» THE PROBLEM:
Copy every line of the data from the line containing "mark: the white fringed" through the end of the data, inclusive, shifting each x and y coordinate in the answers by -73.

» THE DATA:
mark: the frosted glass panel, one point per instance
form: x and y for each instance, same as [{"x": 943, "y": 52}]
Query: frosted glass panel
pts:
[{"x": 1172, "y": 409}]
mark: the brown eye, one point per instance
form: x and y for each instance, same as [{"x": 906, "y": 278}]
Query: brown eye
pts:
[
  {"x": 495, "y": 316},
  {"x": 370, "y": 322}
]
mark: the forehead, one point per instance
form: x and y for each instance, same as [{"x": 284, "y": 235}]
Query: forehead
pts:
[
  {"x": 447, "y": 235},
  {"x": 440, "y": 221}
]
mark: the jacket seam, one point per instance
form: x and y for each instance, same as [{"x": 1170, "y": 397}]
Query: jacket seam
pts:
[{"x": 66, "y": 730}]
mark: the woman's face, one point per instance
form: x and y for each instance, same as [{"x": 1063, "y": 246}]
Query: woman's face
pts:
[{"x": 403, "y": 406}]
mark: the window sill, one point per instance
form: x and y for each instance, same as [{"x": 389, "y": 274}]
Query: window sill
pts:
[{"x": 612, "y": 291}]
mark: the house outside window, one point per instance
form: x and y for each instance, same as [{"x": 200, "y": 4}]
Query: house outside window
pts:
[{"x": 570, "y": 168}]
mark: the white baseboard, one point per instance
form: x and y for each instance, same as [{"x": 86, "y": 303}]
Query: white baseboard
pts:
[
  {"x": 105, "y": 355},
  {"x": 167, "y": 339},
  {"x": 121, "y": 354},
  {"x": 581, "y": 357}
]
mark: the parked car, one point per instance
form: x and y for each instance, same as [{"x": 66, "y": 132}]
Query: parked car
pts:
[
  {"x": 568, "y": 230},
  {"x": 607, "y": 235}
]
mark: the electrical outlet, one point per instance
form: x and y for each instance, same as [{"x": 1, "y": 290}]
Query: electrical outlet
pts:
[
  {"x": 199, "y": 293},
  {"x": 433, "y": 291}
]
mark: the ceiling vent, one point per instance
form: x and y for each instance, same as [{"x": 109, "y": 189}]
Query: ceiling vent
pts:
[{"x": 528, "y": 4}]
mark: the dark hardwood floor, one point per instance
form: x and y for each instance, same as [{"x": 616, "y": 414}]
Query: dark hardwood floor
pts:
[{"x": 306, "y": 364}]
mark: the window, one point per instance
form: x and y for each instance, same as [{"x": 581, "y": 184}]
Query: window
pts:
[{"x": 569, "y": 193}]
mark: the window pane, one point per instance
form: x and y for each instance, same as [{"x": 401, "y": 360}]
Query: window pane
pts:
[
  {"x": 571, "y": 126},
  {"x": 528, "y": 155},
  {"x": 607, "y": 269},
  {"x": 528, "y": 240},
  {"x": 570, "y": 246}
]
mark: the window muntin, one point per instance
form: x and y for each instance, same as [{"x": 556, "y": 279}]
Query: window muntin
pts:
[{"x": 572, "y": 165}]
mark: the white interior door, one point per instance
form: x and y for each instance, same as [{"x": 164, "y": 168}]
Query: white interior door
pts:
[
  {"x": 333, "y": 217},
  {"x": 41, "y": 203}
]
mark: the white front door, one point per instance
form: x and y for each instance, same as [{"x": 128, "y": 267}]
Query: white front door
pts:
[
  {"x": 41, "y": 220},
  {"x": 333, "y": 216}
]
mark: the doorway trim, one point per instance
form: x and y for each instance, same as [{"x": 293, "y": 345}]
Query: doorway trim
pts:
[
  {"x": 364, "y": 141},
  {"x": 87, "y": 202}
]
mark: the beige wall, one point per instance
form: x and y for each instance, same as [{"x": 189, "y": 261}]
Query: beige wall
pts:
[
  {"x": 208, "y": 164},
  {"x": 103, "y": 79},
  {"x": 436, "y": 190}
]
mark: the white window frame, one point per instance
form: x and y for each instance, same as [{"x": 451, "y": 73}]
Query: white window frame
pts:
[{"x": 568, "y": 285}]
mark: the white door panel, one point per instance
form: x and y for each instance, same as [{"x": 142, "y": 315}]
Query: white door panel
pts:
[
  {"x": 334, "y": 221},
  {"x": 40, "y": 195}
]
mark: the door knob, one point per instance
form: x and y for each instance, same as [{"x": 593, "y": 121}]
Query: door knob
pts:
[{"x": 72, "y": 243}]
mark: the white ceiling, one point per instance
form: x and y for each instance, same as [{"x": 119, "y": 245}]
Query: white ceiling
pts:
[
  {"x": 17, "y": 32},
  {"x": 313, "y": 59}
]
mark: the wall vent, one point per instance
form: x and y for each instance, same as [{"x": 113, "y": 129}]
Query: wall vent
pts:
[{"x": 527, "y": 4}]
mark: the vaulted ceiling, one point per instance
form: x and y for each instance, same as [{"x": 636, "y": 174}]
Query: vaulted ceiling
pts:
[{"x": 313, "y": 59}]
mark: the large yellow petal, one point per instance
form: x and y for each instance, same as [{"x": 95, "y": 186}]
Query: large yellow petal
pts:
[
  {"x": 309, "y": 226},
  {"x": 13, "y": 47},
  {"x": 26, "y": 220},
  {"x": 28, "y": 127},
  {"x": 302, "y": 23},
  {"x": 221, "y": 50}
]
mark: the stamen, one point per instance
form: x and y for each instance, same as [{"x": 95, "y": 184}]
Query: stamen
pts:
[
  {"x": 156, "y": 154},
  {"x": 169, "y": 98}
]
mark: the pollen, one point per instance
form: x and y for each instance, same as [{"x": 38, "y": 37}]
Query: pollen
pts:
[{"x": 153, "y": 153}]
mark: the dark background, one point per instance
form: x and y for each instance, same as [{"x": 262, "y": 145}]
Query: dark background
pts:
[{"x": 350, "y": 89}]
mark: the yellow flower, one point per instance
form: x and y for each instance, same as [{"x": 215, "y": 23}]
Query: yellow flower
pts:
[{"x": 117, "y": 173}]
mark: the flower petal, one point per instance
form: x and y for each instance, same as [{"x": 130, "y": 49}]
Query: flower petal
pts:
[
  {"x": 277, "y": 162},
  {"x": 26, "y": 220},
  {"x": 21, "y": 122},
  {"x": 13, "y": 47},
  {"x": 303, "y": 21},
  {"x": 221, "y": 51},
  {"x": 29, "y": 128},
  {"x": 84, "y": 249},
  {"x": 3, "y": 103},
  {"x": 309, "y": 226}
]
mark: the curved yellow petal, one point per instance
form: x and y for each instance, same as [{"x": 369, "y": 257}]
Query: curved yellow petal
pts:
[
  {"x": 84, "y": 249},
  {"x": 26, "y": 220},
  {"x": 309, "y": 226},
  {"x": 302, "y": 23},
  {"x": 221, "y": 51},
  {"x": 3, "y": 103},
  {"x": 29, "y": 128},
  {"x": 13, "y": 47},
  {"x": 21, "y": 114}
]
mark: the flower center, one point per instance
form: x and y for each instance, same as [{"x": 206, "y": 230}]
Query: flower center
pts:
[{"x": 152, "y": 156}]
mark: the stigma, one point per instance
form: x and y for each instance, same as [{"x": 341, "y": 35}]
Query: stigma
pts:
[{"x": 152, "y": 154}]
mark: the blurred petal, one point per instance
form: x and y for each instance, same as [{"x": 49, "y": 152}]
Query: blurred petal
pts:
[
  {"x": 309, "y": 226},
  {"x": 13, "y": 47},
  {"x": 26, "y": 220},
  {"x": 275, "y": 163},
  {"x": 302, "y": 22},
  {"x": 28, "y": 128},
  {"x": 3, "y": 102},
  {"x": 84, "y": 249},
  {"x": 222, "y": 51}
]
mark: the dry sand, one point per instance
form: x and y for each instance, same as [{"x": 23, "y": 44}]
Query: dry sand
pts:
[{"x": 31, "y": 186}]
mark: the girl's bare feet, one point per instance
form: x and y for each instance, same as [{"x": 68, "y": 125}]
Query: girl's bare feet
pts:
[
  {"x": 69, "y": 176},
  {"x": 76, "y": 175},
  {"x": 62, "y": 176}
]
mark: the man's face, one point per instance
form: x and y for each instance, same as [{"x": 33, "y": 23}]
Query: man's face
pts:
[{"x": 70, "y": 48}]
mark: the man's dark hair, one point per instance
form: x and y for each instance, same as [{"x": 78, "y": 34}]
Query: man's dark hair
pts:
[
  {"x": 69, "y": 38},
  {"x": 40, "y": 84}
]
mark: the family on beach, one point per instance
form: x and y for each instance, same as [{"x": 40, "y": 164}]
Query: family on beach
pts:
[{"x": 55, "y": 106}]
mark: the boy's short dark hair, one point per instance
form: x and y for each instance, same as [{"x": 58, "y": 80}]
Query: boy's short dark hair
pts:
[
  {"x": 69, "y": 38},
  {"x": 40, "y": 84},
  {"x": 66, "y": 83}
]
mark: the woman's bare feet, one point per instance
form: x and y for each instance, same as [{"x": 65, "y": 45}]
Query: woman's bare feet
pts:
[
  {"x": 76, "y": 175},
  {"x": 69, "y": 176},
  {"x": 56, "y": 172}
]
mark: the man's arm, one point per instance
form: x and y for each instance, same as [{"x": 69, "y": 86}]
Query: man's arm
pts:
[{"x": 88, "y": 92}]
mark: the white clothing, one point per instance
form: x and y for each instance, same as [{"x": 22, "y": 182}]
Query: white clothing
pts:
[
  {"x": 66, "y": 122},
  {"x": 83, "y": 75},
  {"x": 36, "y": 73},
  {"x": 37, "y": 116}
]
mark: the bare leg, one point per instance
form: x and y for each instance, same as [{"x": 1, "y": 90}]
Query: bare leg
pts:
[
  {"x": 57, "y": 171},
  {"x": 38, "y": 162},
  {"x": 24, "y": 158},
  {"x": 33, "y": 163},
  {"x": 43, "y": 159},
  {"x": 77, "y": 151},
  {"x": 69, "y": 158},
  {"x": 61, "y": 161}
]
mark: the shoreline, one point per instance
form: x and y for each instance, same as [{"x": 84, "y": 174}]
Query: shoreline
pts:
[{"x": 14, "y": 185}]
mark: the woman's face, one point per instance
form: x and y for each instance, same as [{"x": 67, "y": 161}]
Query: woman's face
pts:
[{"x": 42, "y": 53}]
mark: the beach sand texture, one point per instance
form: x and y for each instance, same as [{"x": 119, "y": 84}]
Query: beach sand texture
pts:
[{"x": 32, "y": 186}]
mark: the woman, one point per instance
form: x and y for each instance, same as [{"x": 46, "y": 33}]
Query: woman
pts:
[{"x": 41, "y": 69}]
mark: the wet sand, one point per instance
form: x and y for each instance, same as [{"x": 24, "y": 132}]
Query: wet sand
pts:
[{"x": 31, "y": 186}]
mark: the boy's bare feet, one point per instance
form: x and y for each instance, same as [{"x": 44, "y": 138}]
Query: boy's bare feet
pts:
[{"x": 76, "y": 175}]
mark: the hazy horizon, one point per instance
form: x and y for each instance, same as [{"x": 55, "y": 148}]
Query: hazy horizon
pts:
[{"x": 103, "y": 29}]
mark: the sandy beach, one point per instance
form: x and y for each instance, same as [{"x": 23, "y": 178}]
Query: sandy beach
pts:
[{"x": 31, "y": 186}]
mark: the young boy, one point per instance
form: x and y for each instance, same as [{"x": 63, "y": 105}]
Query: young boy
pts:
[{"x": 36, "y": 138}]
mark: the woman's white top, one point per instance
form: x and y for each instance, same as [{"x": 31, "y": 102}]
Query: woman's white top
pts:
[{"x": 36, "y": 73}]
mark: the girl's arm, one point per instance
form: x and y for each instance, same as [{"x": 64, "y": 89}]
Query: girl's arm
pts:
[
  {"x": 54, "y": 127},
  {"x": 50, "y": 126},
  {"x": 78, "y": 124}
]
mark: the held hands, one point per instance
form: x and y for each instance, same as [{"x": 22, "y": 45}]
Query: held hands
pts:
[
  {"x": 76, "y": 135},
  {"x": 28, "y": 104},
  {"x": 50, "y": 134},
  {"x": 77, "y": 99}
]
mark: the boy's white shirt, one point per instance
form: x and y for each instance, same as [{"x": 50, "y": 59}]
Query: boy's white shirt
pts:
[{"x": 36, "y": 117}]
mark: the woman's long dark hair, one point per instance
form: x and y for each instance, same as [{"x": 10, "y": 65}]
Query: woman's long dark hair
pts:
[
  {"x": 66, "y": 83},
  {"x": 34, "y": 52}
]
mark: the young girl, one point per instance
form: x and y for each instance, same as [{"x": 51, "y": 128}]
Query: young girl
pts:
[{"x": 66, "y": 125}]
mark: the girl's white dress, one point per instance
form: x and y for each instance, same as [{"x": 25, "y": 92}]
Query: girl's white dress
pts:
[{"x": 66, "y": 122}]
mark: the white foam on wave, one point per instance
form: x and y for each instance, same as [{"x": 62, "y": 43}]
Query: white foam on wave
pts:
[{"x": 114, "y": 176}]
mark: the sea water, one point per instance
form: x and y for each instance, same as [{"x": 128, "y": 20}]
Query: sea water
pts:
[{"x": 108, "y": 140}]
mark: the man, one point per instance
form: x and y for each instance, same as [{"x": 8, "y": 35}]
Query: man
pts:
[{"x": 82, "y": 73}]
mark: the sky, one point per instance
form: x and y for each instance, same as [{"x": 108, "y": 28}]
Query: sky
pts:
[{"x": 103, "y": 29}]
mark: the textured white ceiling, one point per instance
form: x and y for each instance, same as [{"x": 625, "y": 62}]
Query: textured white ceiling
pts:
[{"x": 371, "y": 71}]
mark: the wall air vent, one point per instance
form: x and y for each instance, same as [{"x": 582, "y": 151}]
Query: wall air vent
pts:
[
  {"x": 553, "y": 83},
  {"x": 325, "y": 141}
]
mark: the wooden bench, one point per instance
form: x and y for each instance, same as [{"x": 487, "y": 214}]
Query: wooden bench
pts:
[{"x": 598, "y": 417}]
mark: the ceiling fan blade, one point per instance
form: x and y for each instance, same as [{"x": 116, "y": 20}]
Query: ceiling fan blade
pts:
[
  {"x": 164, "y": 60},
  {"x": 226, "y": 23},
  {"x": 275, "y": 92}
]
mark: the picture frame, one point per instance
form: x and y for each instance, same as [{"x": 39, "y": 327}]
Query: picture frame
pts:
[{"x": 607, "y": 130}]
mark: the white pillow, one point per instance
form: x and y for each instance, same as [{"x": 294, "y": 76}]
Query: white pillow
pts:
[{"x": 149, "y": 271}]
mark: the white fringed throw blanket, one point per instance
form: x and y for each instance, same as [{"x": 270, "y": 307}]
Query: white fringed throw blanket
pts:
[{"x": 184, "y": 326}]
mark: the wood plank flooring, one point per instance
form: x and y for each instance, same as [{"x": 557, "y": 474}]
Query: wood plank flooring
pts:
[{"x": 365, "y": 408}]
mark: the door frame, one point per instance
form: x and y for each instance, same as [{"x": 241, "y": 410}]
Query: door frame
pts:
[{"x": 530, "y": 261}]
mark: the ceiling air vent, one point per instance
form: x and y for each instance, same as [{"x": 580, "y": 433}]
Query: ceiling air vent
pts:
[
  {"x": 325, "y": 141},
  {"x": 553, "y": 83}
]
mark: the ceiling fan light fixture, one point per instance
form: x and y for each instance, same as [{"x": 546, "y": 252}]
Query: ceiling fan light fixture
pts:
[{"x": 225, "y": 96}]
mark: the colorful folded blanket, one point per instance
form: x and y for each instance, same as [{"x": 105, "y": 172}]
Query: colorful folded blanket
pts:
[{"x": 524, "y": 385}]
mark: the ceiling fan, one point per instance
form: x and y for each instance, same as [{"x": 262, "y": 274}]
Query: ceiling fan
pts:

» FINISHED TASK:
mark: the white fringed throw blanket, one point per instance
form: x and y for each instance, same as [{"x": 270, "y": 307}]
Query: white fringed throw blanket
pts:
[{"x": 111, "y": 253}]
mark: the wood plank flooring, one point per instance
form: x and y for each instance, same as [{"x": 557, "y": 474}]
Query: wood plank flooring
pts:
[{"x": 292, "y": 335}]
mark: the door frame, one point per instance
form: x and y for each instance, same as [{"x": 241, "y": 410}]
Query: door frame
pts:
[{"x": 457, "y": 188}]
mark: the ceiling air vent, one point per instance
form: x and y for each instance, same as [{"x": 580, "y": 433}]
Query: ceiling air vent
pts:
[
  {"x": 252, "y": 68},
  {"x": 480, "y": 10}
]
mark: the ceiling fan light fixture, one point per instance
form: x and y for each instance, same as [{"x": 546, "y": 252}]
Query: ceiling fan light fixture
pts:
[{"x": 152, "y": 23}]
mark: the colorful folded blanket, one point per instance
form: x and y for each instance, same as [{"x": 105, "y": 172}]
Query: colorful folded blanket
pts:
[{"x": 451, "y": 312}]
mark: the ceiling fan, one point per instance
form: x and y for each instance, same as [{"x": 262, "y": 274}]
Query: ceiling fan
pts:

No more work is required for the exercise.